Faroese teacher and politician

Jógvan Poulsen (February 19, 1854 –January 21, 1941) was a Faroese teacher and writer, and a politician for the Union Party.

Poulsen was born in Svínáir on Eysturoy, the son of Poul Joensen and Birgithe Joensen (née Thomasdatter). His parents originally came from Eiði and Funningur, respectively, and Svínáir was a new "settlement village" (niðursetubygd) when they moved there. Jógvan Poulsen grew up in a poor home, and eventually served as a farmhand living at the Látrinan farm in Eiði. In 1874 he moved to Tórshavn to obtain an education.

## Dataset excerpts
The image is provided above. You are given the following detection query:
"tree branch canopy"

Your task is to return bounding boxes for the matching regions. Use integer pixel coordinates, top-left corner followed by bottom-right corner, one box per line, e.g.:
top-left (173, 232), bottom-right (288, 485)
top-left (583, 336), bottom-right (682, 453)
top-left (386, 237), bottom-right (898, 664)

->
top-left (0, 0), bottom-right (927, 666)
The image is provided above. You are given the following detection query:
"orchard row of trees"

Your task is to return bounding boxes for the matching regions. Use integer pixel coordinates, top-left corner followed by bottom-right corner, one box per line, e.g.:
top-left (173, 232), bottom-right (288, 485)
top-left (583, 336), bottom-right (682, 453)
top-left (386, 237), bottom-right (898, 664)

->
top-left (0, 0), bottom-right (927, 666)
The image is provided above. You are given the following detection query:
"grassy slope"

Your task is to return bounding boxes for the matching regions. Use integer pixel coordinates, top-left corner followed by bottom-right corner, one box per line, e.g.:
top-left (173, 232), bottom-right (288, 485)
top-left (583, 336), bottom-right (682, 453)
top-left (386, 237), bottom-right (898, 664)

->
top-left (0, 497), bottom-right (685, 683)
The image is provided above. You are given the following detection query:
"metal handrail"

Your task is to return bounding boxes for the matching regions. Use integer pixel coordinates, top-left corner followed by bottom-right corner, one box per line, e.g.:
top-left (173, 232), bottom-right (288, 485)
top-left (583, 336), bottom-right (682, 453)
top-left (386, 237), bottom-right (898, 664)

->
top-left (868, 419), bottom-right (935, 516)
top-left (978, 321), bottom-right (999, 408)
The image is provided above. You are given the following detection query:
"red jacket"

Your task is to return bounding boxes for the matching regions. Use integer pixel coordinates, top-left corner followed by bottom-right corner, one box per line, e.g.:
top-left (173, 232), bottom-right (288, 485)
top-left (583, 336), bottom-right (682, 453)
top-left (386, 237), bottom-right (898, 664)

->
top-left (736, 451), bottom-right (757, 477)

## Requirement A
According to the biography of Jógvan Poulsen, why did he move to Tórshavn in 1874? Answer in one to three sentences.
## Requirement B
Write what comes next in the biography of Jógvan Poulsen, picking up after its final sentence.
The rows are not needed for the work that follows.

## Written response A
He moved to Tórshavn in 1874 to obtain an education.

## Written response B
He graduated as a teacher from the Faroese Teachers School in 1876 and taught at the primary schools in Strendur, Selatrað, Morskranes, and Skála until 1917. He gave up his teaching position because of illness. He published Förisk ABC og lesingabók (A Faroese ABC and Reader) together with Christian Ludvig Johannesen in 1891, but this was soon superseded by Hammershaimb's normative guide. Poulsen's Bibliusøga (Bible Stories) from 1900 became a standard work because the Bible had not yet been translated into Faroese. Poulsen was a board member of the Faroese Teachers' Association from 1898 to 1903 and from 1906 to 1912, and later a member of the school committee for the Faroe Islands from 1924 to 1928.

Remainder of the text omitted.